Waterfall Valley Hut – sleeps 24
Old Waterfall Valley Hut – sleeps 4
Tent Platforms – registered groups behind Old Waterfall Valley Hut
Tent Sites – general public on grass beside Old Waterfall Valley Hut
Day 2 - Waterfall Valley to Lake Windermere
7.8km - 2.5-3.5 hours
Day 2 will take you over the bottongrass plains and around alpine lakes. When you get to the section between Lake Will and Lake Windermere, you’ll be very exposed so consider clothing for wind and water. This section will have you travelling high across the plateau. When you arrive at Lake Windermere, consider a swim and you’ll find Windermere Hut just beyond. This walk is relatively flat relative to days 1 adventures.

★ ★ ★

**Study questions**
**a.** Reproduce the trail notes between "Waterfall Valley Hut – sleeps 24" and "days 1 adventures.", inclusive.
**b.** Carry on the trail notes about the walk to Lake Windermere, starting after their last sentence.

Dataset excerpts
★ ★ ★

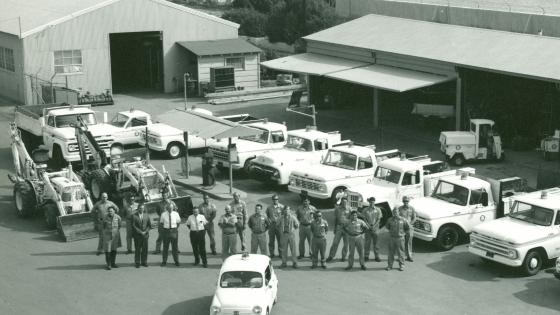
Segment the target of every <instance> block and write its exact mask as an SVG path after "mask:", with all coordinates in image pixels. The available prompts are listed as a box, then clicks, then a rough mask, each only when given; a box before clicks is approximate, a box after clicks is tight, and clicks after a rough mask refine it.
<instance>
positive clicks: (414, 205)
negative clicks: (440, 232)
mask: <svg viewBox="0 0 560 315" xmlns="http://www.w3.org/2000/svg"><path fill="white" fill-rule="evenodd" d="M410 205H411V206H413V207H414V209H415V210H416V214H417V215H418V216H419V217H421V218H424V219H432V220H433V219H439V218H445V217H451V216H455V215H459V214H463V213H465V212H468V207H465V206H459V205H456V204H453V203H450V202H446V201H443V200H439V199H436V198H433V197H422V198H413V199H412V200H411V201H410ZM458 212H459V213H458Z"/></svg>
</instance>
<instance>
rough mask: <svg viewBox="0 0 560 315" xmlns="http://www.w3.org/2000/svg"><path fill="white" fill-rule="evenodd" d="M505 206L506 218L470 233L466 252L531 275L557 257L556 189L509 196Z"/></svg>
mask: <svg viewBox="0 0 560 315" xmlns="http://www.w3.org/2000/svg"><path fill="white" fill-rule="evenodd" d="M506 205H511V207H509V213H507V216H506V217H503V218H500V219H498V220H494V221H492V222H486V223H483V224H479V225H478V226H476V227H475V228H474V229H473V232H472V235H471V242H470V246H469V252H471V253H472V254H475V255H477V256H480V257H481V258H482V259H483V260H490V261H494V262H497V263H500V264H503V265H507V266H512V267H519V268H520V269H521V270H522V272H523V273H524V274H526V275H528V276H532V275H535V274H537V273H538V272H539V271H540V269H541V267H542V265H543V263H544V262H547V261H548V260H550V259H554V258H556V257H559V256H560V188H559V187H555V188H550V189H545V190H541V191H535V192H530V193H526V194H521V195H517V196H512V197H510V200H509V202H508V203H506ZM556 266H557V270H558V267H559V266H558V261H557V265H556Z"/></svg>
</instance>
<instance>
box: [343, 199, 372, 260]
mask: <svg viewBox="0 0 560 315" xmlns="http://www.w3.org/2000/svg"><path fill="white" fill-rule="evenodd" d="M367 230H369V226H368V225H367V223H365V222H364V221H363V220H361V219H358V211H356V210H352V211H351V212H350V220H349V221H348V223H346V225H345V226H344V232H346V234H348V246H349V247H350V252H349V254H348V266H347V267H346V268H345V269H346V270H350V269H352V267H353V266H354V252H355V251H356V250H358V257H359V260H360V268H361V269H362V270H366V266H365V264H364V232H365V231H367Z"/></svg>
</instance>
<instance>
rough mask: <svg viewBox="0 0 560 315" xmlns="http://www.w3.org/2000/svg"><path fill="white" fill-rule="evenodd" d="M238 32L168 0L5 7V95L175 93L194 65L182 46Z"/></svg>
mask: <svg viewBox="0 0 560 315" xmlns="http://www.w3.org/2000/svg"><path fill="white" fill-rule="evenodd" d="M238 27H239V25H238V24H236V23H232V22H229V21H226V20H223V19H220V18H217V17H215V16H211V15H208V14H206V13H202V12H199V11H196V10H193V9H190V8H186V7H184V6H180V5H176V4H173V3H171V2H168V1H165V0H80V1H75V0H51V1H44V0H21V1H9V2H3V3H2V9H1V10H0V95H3V96H5V97H8V98H11V99H14V100H16V101H20V102H25V103H40V102H41V99H42V98H43V96H44V95H43V92H48V90H49V88H48V86H49V85H50V84H51V83H52V84H54V85H62V86H66V87H68V88H72V89H77V90H80V91H81V92H82V93H84V94H85V93H86V92H90V93H91V94H92V95H95V94H99V93H103V92H105V91H107V90H109V91H114V92H119V91H127V90H134V89H142V90H154V91H163V92H174V91H177V90H181V89H182V86H183V74H184V73H185V72H187V71H188V69H189V66H190V65H191V64H192V63H193V61H192V60H189V59H188V54H186V53H185V51H184V49H183V48H182V47H180V46H179V45H178V44H177V42H179V41H201V40H222V39H235V38H237V31H238ZM194 62H196V60H195V61H194ZM225 65H226V64H225V59H224V64H223V65H222V66H225ZM256 71H257V72H258V69H257V70H256ZM194 73H195V76H194V77H192V78H191V79H192V80H193V81H196V80H198V78H197V77H196V72H194ZM255 76H258V74H256V75H255ZM47 94H48V93H47Z"/></svg>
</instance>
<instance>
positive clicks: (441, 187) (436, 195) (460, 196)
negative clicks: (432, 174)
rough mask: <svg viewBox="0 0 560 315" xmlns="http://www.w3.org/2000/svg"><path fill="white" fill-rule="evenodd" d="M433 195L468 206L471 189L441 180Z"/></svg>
mask: <svg viewBox="0 0 560 315" xmlns="http://www.w3.org/2000/svg"><path fill="white" fill-rule="evenodd" d="M432 197H434V198H436V199H441V200H443V201H447V202H450V203H454V204H456V205H460V206H466V205H467V202H468V201H469V190H468V189H467V188H465V187H463V186H459V185H455V184H452V183H448V182H446V181H442V180H440V181H439V182H438V184H437V186H436V188H435V189H434V193H433V194H432Z"/></svg>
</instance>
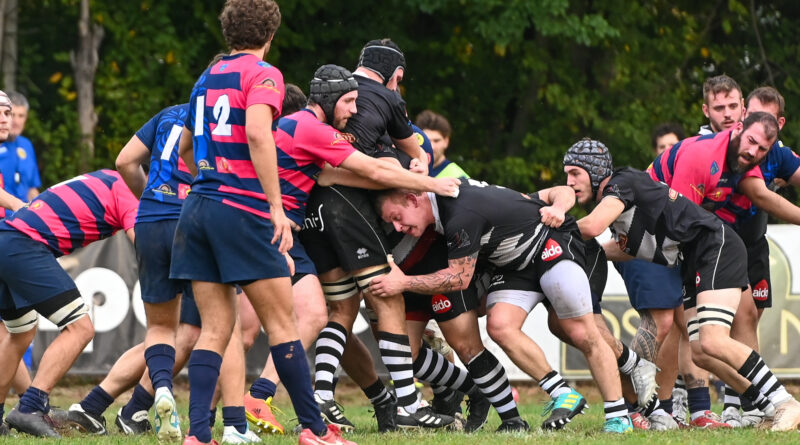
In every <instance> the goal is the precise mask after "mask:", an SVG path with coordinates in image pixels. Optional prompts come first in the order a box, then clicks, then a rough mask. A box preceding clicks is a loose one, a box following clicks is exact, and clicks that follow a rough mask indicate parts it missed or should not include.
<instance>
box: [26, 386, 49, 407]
mask: <svg viewBox="0 0 800 445" xmlns="http://www.w3.org/2000/svg"><path fill="white" fill-rule="evenodd" d="M19 411H20V412H22V413H33V412H36V411H41V412H43V413H45V414H46V413H47V412H48V411H50V402H49V397H48V394H47V393H46V392H44V391H42V390H41V389H39V388H34V387H33V386H29V387H28V389H27V390H26V391H25V393H24V394H22V397H20V398H19Z"/></svg>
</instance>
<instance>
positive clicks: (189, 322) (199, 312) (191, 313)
mask: <svg viewBox="0 0 800 445" xmlns="http://www.w3.org/2000/svg"><path fill="white" fill-rule="evenodd" d="M188 287H189V288H191V287H192V286H188ZM181 323H186V324H190V325H192V326H197V327H198V328H199V327H201V326H202V324H201V323H200V311H198V310H197V303H195V302H194V294H192V293H191V291H190V292H189V293H188V294H187V293H184V294H183V298H181Z"/></svg>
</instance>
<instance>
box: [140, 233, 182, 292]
mask: <svg viewBox="0 0 800 445" xmlns="http://www.w3.org/2000/svg"><path fill="white" fill-rule="evenodd" d="M177 225H178V220H177V219H169V220H164V221H157V222H145V223H136V226H134V231H135V232H136V238H135V239H136V242H135V245H136V261H137V262H138V263H139V284H140V285H141V286H142V301H144V302H145V303H165V302H167V301H172V299H173V298H175V297H176V296H177V295H178V294H180V293H182V294H184V295H187V294H188V295H191V294H192V283H191V282H189V281H186V280H173V279H170V277H169V265H170V262H171V261H172V240H173V239H174V238H175V227H176V226H177Z"/></svg>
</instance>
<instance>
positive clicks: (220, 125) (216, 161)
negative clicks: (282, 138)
mask: <svg viewBox="0 0 800 445" xmlns="http://www.w3.org/2000/svg"><path fill="white" fill-rule="evenodd" d="M283 95H284V86H283V75H282V74H281V72H280V71H279V70H278V69H277V68H275V67H273V66H272V65H270V64H268V63H267V62H264V61H263V60H261V59H259V58H258V57H256V56H254V55H252V54H244V53H243V54H236V55H232V56H225V57H223V58H222V60H220V61H219V62H217V63H216V64H214V65H213V66H211V67H210V68H208V69H207V70H206V71H205V72H204V73H203V74H202V75H201V76H200V78H199V79H198V80H197V83H195V85H194V89H193V90H192V96H191V100H190V101H189V118H188V119H187V121H186V124H187V128H189V129H190V130H192V131H193V135H194V136H193V142H194V160H195V163H196V164H197V170H198V174H197V177H196V178H195V180H194V182H193V183H192V193H197V194H199V195H201V196H205V197H208V198H211V199H215V200H217V201H221V202H222V203H223V204H227V205H230V206H232V207H236V208H238V209H241V210H244V211H247V212H250V213H253V214H256V215H259V216H262V217H265V218H267V217H269V205H268V204H267V200H266V196H265V195H264V190H263V189H262V187H261V183H260V182H259V181H258V176H257V175H256V169H255V167H254V166H253V161H252V160H251V159H250V148H249V146H248V143H247V135H246V133H245V114H246V110H247V108H248V107H249V106H251V105H257V104H266V105H268V106H270V107H271V108H272V116H273V119H274V120H277V118H278V116H280V114H281V106H282V104H283ZM273 129H274V125H273Z"/></svg>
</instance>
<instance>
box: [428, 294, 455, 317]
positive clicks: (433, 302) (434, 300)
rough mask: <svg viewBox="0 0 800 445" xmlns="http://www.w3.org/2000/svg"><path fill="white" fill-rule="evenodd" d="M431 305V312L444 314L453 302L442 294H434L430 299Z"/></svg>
mask: <svg viewBox="0 0 800 445" xmlns="http://www.w3.org/2000/svg"><path fill="white" fill-rule="evenodd" d="M431 307H432V308H433V312H436V313H437V314H444V313H445V312H447V311H449V310H450V309H452V307H453V303H451V302H450V300H448V299H447V297H445V296H444V295H441V294H439V295H434V296H433V299H431Z"/></svg>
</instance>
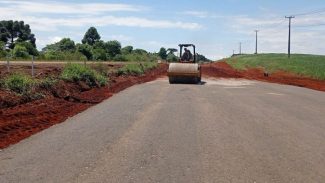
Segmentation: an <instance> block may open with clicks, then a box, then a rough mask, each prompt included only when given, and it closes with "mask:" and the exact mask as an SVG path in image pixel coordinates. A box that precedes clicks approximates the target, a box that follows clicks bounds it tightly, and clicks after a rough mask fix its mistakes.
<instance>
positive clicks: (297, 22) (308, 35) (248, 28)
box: [231, 15, 325, 54]
mask: <svg viewBox="0 0 325 183" xmlns="http://www.w3.org/2000/svg"><path fill="white" fill-rule="evenodd" d="M324 20H325V15H321V16H320V15H318V16H304V17H296V18H295V19H293V20H292V52H293V53H309V54H324V49H323V48H321V45H322V43H323V42H324V41H325V35H324V29H321V28H318V29H314V30H312V29H305V28H304V27H308V26H310V25H316V24H321V23H325V21H324ZM231 23H232V26H231V27H232V28H233V30H234V31H235V32H236V33H239V34H241V35H242V36H243V40H245V39H249V43H247V44H246V45H244V46H245V47H246V49H245V50H251V52H253V51H254V48H255V33H254V30H255V29H259V30H260V32H259V33H258V37H259V51H260V52H284V53H285V52H287V46H288V45H287V44H288V20H287V19H285V18H284V17H283V18H282V19H281V17H271V18H263V19H262V18H251V17H247V16H246V17H237V18H235V19H234V22H231ZM238 41H242V40H238Z"/></svg>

★ ★ ★

**Answers to this exercise**
**a.**
Waterfall Valley Hut – sleeps 24
Old Waterfall Valley Hut – sleeps 4
Tent Platforms – registered groups behind Old Waterfall Valley Hut
Tent Sites – general public on grass beside Old Waterfall Valley Hut
Day 2 - Waterfall Valley to Lake Windermere
7.8km - 2.5-3.5 hours
Day 2 will take you over the bottongrass plains and around alpine lakes. When you get to the section between Lake Will and Lake Windermere, you’ll be very exposed so consider clothing for wind and water. This section will have you travelling high across the plateau. When you arrive at Lake Windermere, consider a swim and you’ll find Windermere Hut just beyond. This walk is relatively flat relative to days 1 adventures.

**b.**
Windermere Hut – sleeps 16
Tent Platforms – numerous
Day 3 Lake Windermere to Pelion
16.8km - 5-7 hours
Again you’ll cross the buttongrass plains with some steep forested sectons including the Pine Forest Moor and eventually you’ll cross Pelion Creek. Following the creek, you’ll be greeted by beautiful rainforest with a gradual descent all the way through to Frog Flats where you’ll cross Forth River – this is the lowest section of the Overland Track at 730m above sea level. You may choose to camp here, but most hikers take the gradual walk through more rainforest that transitions to open eucalypts before arriving at Pelion Plains. The hut here is roomy, and will provide you with fantastic views of the dolerite spires of Mt Oakleigh.
Pelion Hut – sleeps 36
Tent Platforms – one large platform
Tent Sites – on grass, near the platforms
Day 4 Pelion to Kia Ora
8.6km - 3-4 hours
You’ll start with a slow ascent to Pelion Gap, before heading down and across buttongrass plains and on to Kia Ora. There’s a bit of climbing today as while you start and end the day at 850m, you’ll ascent 300m in between at Pelion Gap. You may also choose to climb Tasmania’s highest mountain, Mt. Ossa (1617m) – this is optional though. After Pelion Gap, you’ll be on the descent through Pinestone Valley with views of Cathedral Mountain, to Kia Ora Hut with the Kia Ora Creek nearby. Image thanks to Tourism Tasmania & Sarajayne Lada.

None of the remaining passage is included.